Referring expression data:

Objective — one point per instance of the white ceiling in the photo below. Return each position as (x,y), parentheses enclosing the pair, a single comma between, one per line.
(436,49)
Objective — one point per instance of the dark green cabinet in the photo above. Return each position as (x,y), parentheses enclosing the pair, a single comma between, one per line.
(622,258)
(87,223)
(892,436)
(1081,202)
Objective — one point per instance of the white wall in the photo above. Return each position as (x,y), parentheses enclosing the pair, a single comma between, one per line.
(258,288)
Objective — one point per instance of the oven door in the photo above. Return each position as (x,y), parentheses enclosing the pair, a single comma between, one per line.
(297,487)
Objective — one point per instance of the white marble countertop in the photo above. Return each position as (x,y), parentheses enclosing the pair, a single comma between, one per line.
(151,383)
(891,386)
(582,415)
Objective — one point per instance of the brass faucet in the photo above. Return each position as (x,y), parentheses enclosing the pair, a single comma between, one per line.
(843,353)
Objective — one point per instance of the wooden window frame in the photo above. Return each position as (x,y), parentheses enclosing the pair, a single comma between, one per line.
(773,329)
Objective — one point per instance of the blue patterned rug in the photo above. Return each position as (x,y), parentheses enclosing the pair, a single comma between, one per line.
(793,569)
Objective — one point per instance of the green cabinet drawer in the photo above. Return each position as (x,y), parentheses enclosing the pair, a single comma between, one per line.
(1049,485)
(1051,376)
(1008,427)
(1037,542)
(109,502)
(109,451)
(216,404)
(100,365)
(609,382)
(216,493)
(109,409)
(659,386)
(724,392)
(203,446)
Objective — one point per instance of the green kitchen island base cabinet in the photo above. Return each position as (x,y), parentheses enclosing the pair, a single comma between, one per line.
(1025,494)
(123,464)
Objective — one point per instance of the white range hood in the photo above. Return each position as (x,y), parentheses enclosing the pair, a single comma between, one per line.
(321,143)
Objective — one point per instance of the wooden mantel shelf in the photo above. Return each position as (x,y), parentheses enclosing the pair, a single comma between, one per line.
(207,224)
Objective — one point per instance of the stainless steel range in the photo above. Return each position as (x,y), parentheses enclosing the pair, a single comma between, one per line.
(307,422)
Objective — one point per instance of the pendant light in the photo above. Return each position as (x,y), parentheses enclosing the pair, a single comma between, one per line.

**YOUR GOAL**
All of the data needs to be reproduced exactly, with no line missing.

**RESPONSE TO THE TASK**
Objective — one point per instance of the white ceiling in the photo below. Return each position as (x,y), parentheses enclosing the pair, a single comma between, one per line.
(436,49)
Objective — one point per instance of the dark green cabinet in the photo above. Return each position as (x,y), parentheses enclosing the pair, a single comma between, one per line.
(622,258)
(87,223)
(892,436)
(1081,202)
Objective — one point per instance of the white wall in the photo above. Return each position as (x,y), parentheses enclosing the pair, a single comma between, one per line.
(258,288)
Objective — one point per instance of the oven door in the photo above. Return each position as (x,y), parentheses enclosing the pair, a single comma between, one per line.
(297,487)
Objective — one point per instance of the white marble countertop in the photo above. Return each position as (x,y), parentheses enclosing the pair, a single comma between, one per line.
(151,383)
(891,386)
(582,415)
Objective — one point per instance of the brass faucet in the photo above. Return each position as (x,y), parentheses enclosing the pair, a single comma between, one per line.
(843,353)
Objective — one point per instance of the wooden window frame in the photo above. Return each position as (x,y), parentheses enclosing the pair, a single comma between, one per line.
(773,329)
Objective — one point per instance of the blue patterned rug in the photo above. Return each position as (x,y), parentheses enclosing the pair, a single comma between, one per line.
(793,569)
Objective — one point per instance of the green cabinet drawer in the photo above. Return each position as (x,y), parentheses enclosing the pair, a single comma between, one per line.
(1049,485)
(1051,376)
(1008,427)
(1037,542)
(109,502)
(109,451)
(216,404)
(100,365)
(609,382)
(216,493)
(109,409)
(659,386)
(724,392)
(203,446)
Objective — one point per instance of the green kitchen island base cabinet in the photo above. Return each position as (x,y), parentheses enclosing the pair, a single comma between, one per line.
(1025,494)
(123,464)
Objective — one point per instance of the white range hood in the photo above. Return each position as (x,y), parentheses enclosing the pair, a single comma between, one per line.
(321,143)
Objective — one point per instance of the wooden mantel shelf in the photo above. Return each position as (x,y), parentheses enclosing the pair, a single comma between, one per line.
(207,224)
Objective — one point per instance of the stainless steel range in the photo above. Return each position as (x,y), parentheses enclosing the pair, a single comma between, one per line.
(307,422)
Objective — one point per instance of the pendant light in the photo above. Return each position as (x,y), parentheses enclosing the pair, a single comma between, one per line.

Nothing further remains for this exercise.